* _Records shown_
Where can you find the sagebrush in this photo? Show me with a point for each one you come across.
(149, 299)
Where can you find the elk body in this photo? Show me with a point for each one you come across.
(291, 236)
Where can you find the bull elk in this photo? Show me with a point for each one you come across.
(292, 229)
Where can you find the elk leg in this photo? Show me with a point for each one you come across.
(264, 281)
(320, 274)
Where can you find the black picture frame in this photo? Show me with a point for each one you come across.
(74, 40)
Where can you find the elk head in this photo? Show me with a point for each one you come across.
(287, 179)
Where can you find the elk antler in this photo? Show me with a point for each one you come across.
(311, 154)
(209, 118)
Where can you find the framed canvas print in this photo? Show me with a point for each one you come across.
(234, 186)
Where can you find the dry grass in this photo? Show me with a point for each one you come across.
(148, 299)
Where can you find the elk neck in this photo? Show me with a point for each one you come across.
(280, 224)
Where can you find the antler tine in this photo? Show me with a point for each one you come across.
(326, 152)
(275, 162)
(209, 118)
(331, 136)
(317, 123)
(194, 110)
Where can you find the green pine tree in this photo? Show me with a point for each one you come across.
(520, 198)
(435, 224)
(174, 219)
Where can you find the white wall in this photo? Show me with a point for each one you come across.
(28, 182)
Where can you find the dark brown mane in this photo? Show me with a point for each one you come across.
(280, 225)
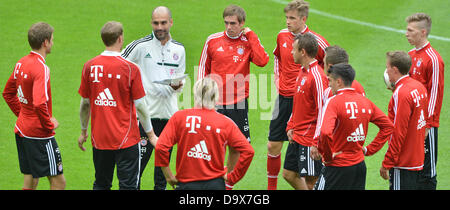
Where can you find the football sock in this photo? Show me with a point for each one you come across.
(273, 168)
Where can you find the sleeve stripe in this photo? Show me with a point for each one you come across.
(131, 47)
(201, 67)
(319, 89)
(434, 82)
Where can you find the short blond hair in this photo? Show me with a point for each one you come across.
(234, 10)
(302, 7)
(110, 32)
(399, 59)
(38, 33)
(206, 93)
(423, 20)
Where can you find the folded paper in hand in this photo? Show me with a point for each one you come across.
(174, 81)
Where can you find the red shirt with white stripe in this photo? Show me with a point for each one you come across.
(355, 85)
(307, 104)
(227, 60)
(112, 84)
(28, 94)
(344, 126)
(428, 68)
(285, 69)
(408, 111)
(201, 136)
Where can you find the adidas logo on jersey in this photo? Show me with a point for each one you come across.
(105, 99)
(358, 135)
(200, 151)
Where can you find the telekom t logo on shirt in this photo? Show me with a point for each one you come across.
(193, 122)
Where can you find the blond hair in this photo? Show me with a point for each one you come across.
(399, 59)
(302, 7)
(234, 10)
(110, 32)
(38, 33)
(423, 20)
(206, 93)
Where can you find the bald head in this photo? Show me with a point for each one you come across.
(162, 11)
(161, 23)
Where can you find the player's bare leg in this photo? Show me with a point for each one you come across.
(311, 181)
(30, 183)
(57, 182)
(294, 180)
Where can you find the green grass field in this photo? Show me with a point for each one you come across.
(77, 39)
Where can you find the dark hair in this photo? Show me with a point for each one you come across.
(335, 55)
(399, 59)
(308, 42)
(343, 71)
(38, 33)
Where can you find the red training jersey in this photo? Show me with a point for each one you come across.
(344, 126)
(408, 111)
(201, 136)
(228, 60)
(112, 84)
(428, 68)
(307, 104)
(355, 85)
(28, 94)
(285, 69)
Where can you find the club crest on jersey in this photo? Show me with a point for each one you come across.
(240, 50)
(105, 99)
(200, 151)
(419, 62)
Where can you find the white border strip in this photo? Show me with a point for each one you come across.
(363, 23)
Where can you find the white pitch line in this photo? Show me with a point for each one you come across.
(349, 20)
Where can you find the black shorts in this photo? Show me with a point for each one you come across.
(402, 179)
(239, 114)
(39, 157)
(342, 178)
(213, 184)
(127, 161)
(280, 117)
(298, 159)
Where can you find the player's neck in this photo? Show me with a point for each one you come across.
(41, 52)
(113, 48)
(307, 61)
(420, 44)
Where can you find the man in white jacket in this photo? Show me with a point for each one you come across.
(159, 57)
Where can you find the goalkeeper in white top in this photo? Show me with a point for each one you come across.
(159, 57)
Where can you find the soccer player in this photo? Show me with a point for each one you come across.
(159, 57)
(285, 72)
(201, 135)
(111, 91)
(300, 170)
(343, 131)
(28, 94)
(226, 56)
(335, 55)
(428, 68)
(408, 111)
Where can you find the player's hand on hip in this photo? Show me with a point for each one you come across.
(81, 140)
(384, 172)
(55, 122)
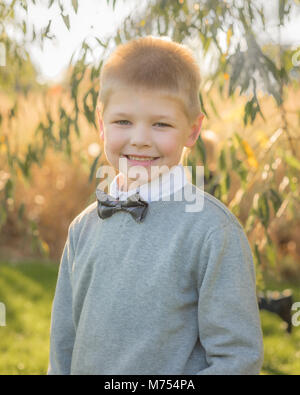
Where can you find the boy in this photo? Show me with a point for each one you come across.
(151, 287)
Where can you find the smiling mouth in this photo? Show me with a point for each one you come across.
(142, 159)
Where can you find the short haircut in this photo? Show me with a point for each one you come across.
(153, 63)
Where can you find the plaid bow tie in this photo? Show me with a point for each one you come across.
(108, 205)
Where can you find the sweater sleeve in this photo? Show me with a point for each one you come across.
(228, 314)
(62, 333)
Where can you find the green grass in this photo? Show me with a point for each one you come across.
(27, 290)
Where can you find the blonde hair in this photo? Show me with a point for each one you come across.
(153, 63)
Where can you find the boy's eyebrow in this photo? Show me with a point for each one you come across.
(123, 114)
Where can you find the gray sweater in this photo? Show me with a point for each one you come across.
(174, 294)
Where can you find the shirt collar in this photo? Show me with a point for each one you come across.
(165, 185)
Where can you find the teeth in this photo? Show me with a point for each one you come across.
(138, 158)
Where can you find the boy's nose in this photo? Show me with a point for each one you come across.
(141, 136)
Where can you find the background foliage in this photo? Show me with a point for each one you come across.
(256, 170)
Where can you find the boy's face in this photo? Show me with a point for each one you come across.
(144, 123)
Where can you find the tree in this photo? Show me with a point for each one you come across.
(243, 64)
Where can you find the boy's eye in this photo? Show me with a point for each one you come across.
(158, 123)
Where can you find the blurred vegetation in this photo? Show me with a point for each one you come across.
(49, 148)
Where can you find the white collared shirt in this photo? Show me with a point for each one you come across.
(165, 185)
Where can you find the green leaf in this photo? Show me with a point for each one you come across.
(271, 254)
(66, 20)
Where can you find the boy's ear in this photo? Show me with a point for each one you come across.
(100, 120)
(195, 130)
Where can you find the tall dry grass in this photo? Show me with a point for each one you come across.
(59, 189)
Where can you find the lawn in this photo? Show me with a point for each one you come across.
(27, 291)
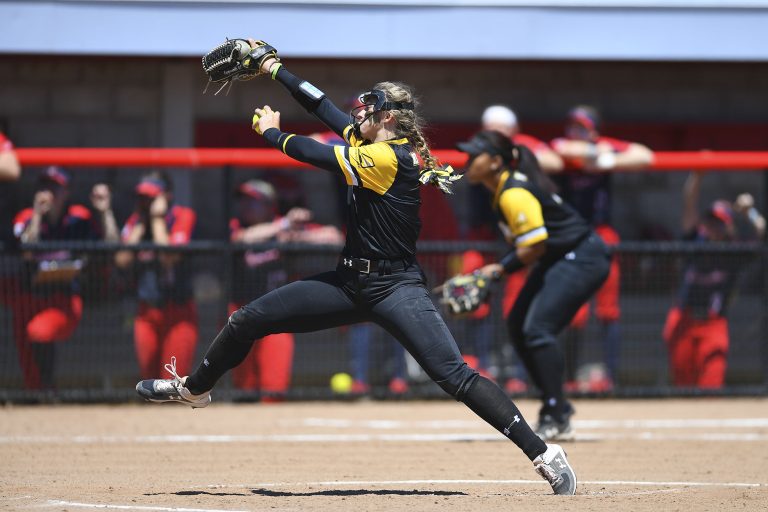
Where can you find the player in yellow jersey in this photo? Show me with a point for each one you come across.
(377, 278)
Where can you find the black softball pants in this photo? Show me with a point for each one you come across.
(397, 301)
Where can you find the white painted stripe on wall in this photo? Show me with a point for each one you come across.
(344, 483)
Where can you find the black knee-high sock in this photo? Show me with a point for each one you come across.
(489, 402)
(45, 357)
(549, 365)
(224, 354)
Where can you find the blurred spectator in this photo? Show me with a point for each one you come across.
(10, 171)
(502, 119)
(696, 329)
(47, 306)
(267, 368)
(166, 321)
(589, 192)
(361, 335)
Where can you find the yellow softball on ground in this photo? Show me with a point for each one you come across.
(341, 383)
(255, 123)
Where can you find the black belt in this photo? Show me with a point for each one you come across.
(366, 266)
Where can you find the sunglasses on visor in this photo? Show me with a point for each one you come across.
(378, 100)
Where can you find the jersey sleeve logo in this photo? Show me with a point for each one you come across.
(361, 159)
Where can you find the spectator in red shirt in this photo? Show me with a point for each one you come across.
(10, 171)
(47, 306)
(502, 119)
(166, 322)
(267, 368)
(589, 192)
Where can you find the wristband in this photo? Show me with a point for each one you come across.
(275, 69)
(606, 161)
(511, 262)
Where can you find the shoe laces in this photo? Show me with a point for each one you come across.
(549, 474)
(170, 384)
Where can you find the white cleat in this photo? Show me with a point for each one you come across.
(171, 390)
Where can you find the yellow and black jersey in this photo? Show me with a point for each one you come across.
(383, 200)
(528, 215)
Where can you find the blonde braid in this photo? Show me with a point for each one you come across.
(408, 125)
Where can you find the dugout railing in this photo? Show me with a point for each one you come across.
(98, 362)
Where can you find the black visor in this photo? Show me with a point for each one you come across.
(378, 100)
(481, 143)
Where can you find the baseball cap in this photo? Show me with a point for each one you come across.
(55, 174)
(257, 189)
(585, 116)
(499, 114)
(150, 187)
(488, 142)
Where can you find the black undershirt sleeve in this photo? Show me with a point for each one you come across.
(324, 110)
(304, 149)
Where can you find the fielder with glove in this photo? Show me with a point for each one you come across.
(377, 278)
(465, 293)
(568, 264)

* _Task goal_
Write out again, exactly, the lines from the one holding "Where can you find the yellow softball" through the end of the listing, with both ends included.

* _Result_
Where can you find the yellow softball on ground in this photo? Show me with a point for each one you come across.
(341, 383)
(255, 123)
Where can you find the black belt in this photo? Show me with a point for each one you come across.
(366, 266)
Where can you find the sunglasses on visor in this photo? Show me with a point for each one you come across.
(378, 100)
Where can you find the jersey sleeve logo in this photo? Show me with a point for each one you come across.
(361, 159)
Where can you find the spectator in red shirt in this photo? Show me with a point for each one you come across.
(10, 171)
(47, 306)
(502, 119)
(166, 322)
(267, 368)
(589, 192)
Where can you find the wristband in this photo? Show me with a point for each one you come across.
(275, 69)
(606, 161)
(511, 262)
Where can you find the shoe laces in this photo? Show me with a point for each one you come across.
(549, 474)
(170, 384)
Where can you find the white cleat in this photo? Show me with a point for each one you come across.
(171, 390)
Where can you find the yellow and black jersey in this photo? Show me with a point for each one you come across.
(383, 200)
(528, 215)
Where can you find the blonde braid in this photo? Show me with a point for each one you come across.
(408, 125)
Where can you find the dugout railing in this photo? Show me with a point for each one you come across.
(98, 362)
Where can you find the black visor in this photo? Show me with a point for each one you come across.
(378, 100)
(481, 143)
Where can you find the baseball cap in this photo? Show me with a point for each one you come across.
(55, 174)
(257, 189)
(585, 116)
(499, 114)
(150, 187)
(488, 142)
Where can you find the black undershirt sleeve in this photo? Show me with a point for each one you come across.
(324, 110)
(304, 149)
Where can you find the fielder with glove in this photo? Show me with a point for each one you come across.
(377, 278)
(465, 293)
(568, 264)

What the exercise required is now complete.